BINTUNI, SUARAPAPUA.com— Pemerintah daerah Merauke dan Negera Indonesia diminta untuk segera menghentikan aktivitas Proyek Strategi Nasional (PSN) Swasembada Gula dan Bio Etanol serta program cetak sawah yang dinilai merampas hak hidup masyarakat adat dan menghilangkan hak adat atas hak ulayat marga Moiwend, Gebze, dan Kwipalo di Merauke, Papua Selatan.
PSN perkebunan tebu, industri gula, Bioetanol dan program cetak sawah yang akan merampas jutaan haktar tanah milik marga Moiwend, Gebze, dan Kwipalo di Kabupaten Merauke, Papua Selatan.
PNS tersebut telah menuai berbagai penolakan dari aktivis hak asasi manusia, aktivis lingkungan dan masyarakat adat suku Maklew di Merauke.
Melihat persoalan perampasan dan pencaplokan terhadap tanah masyarakat adat di Merauke terus masif tanpa melihat dampak lingkungan dan kehidupan sosial masyarakat adat, maka Aliansi Mahasiswa dan Pemuda Rakyat (AMPERA PS) turut bersuara dan menyikapi masalah tersebut.
Ambrosius Nit, Ketua AMPERA PS minta agar Pemerintah Merauke, pemerintah pusat dan PT. Jhonlin Grup menghentikan aktivitas PSN di Merauke.
Menurutnya, aktivitas pembongkaran hutan marga Gebze dan Moiwend melanggar hak-hak masyarakat adat. Selain itu, tidak ada proses persetujuan atas dasar informasi di awal tanpa paksa dengan marga Moiwen dan Gebze sebagai pemilik hak ulayat.
Perusahan tidak berikan ruang untuk dua marga tersebut menentukan pendapatnya tentang terima atau tolak.
“Kami Aliansi Mahasiswa, Pemuda dan Rakyat Papua Selatan mendesak pemerintah agar segera menghentikan pembongkaran hutan adat milik marga Gebze dan Moiwend karena tidak melalui proses PADIATAPA dan jelas-jelas telah melanggar hak-hak masyarakat adat dan ini merupakan penyerobotan dan penggelapan tanah Adat.”

• Bahan yang Diberikan:

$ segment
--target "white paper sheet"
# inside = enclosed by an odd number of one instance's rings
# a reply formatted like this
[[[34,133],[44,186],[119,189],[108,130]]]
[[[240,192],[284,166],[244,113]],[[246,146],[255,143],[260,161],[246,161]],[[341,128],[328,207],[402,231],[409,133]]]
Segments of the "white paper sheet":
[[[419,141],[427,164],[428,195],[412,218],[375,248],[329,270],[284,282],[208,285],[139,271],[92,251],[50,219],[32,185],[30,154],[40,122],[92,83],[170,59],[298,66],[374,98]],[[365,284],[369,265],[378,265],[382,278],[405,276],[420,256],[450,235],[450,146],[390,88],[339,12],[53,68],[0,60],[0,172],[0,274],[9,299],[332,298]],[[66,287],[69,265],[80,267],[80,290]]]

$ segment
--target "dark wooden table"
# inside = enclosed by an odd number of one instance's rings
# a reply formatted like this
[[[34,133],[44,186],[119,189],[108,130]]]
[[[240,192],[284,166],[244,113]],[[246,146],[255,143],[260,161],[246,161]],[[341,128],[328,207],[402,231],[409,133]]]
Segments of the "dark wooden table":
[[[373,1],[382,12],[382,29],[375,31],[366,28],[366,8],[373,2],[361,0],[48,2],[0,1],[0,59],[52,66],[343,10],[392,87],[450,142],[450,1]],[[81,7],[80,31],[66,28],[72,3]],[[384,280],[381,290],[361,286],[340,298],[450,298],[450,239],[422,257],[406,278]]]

• Tugas Diberikan A: Menurut berita tentang proyek di Merauke, siapa Ketua AMPERA PS?
• Tugas Diberikan B: Terjemahkan kalimat dari berita tentang proyek di Merauke ini ke dalam bahasa Inggris: "Ambrosius Nit, Ketua AMPERA PS minta agar Pemerintah Merauke, pemerintah pusat dan PT. Jhonlin Grup menghentikan aktivitas PSN di Merauke."
• Tugas Diberikan C: Teruskan berita tentang proyek di Merauke itu, mulai sesudah kalimat terakhirnya.

• Jawaban A: Ambrosius Nit.

• Jawaban B: Ambrosius Nit, Chair of AMPERA PS, asked the Merauke Government, the central government, and PT. Jhonlin Grup to stop PSN activities in Merauke.

• Jawaban C:
“Sehingga kami mendesak kepada pemerintah agar melindungi dan menghormati hak-hak kesulungan masyarakat adat, khususnya marga Moiwend dan Gebze,” kata Ambrosius.
Ia lalu mengatakan bahwa pihaknya dari AMPERA PS siap kawal perjuangan marga Gebze dan Moiwend bersama LBH Papua, serta para aktivis lingkungan lainya untuk berjuang mempertahankan hak-hak masyarakat Adat.
Ia mengajak masyarakat Papua dan Indonesia untuk mengawal perjuangan masyarakat marga Gebze, Moiwend dan Kwipalo untuk menolak kehadiran perusahan yang masuk dalam PSN yang terbukti melanggar hak-hak masyarakat adat Papua.
Hal serupa disampaikan, Frederikus Stanislaus Awi, anggota AMPERA-PS. Ia mengatakan tindakan yang dilakukan PT. Jhonlin Grup merupakan bentuk perampasan hak masyarakat adat marga Gebze dan Moiwend di distrik Ilwayab Kabupaten Merauke yang mana telah merusak sumber mata pencaharian masyarakat adat marga Gebze dan Moiwend serta merusak alam yang Allah telah ciptakan dan titipkan kepada luluhur marga Moiwend dan Gebze di wilayah adatnya.
Pemerintah pusat, daerah dan provinsi maupun kabupaten harus segera menghentikan pembongkaran hutan yang saat ini sedang dilakukan oleh PT. Jhonlin Grup di hutan adat milik marga Gebze dan Moiwend, karena telah melanggar hukum dan hak-hak masyarakat adat marga Gebze dan Moiwend.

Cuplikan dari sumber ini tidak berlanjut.